- [WHAT THE EXERCISE ASKS]: Please reproduce exactly the line that contains "Expected: one point per instance of the overcast" and every line after it through the end of the records below, adding nothing else.

Region pointing data

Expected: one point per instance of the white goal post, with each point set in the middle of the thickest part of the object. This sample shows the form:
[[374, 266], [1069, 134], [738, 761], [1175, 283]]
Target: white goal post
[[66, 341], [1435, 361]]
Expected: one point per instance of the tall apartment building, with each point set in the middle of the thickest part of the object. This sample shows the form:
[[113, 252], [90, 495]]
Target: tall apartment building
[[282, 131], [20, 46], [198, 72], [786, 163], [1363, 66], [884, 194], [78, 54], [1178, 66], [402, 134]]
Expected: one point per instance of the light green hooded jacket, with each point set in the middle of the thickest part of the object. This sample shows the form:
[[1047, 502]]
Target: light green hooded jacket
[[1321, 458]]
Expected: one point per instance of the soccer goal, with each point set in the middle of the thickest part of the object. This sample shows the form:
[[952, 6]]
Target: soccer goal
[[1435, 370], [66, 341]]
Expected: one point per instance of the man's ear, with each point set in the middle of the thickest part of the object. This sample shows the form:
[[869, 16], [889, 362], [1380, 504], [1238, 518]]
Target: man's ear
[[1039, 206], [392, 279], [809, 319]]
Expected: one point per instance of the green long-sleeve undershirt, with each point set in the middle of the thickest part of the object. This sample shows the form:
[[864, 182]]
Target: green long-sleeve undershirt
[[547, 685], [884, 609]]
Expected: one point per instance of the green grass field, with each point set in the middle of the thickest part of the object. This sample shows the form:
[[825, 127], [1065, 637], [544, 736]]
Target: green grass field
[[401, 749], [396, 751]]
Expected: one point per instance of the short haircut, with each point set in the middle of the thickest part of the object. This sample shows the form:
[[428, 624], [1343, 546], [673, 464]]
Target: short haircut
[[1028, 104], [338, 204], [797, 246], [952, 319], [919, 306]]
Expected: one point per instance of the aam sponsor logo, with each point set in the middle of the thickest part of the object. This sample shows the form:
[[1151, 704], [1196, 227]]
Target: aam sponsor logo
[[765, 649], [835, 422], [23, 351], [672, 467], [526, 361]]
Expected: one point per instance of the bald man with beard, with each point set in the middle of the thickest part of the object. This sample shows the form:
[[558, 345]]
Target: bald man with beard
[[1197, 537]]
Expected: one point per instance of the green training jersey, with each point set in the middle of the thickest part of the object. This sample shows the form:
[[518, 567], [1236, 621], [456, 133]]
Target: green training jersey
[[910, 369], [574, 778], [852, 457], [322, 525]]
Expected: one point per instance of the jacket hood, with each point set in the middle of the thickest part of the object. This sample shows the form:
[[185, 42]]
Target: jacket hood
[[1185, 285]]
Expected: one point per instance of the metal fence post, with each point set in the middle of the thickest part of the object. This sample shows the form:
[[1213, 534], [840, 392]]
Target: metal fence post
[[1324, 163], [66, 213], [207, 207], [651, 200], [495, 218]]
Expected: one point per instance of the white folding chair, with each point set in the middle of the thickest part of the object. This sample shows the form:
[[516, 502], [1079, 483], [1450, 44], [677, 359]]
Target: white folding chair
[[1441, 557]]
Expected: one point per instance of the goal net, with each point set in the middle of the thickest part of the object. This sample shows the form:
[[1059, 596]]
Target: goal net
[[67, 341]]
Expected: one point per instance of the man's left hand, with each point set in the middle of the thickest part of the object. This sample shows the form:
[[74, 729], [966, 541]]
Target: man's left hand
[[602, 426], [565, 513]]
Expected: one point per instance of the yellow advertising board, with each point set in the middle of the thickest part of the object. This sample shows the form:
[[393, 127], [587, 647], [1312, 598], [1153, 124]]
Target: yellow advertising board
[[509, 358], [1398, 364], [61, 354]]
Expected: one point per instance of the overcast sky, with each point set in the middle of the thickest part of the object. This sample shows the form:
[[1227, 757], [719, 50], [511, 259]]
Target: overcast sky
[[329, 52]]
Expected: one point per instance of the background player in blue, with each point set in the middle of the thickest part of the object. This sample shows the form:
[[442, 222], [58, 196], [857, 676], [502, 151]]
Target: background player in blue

- [RESULT BELOW]:
Expected: one point per instance of the overcast sky, with each point set in the middle of the thickest part of the object. This sample shows the form:
[[1227, 757], [719, 50], [511, 259]]
Target: overcast sky
[[329, 52]]
Expected: one point per instance of the background player in blue, with each point set in the middle of the thickest part of the object. This sample shows the form:
[[442, 222], [58, 196], [857, 676], [502, 151]]
Target: background player in blue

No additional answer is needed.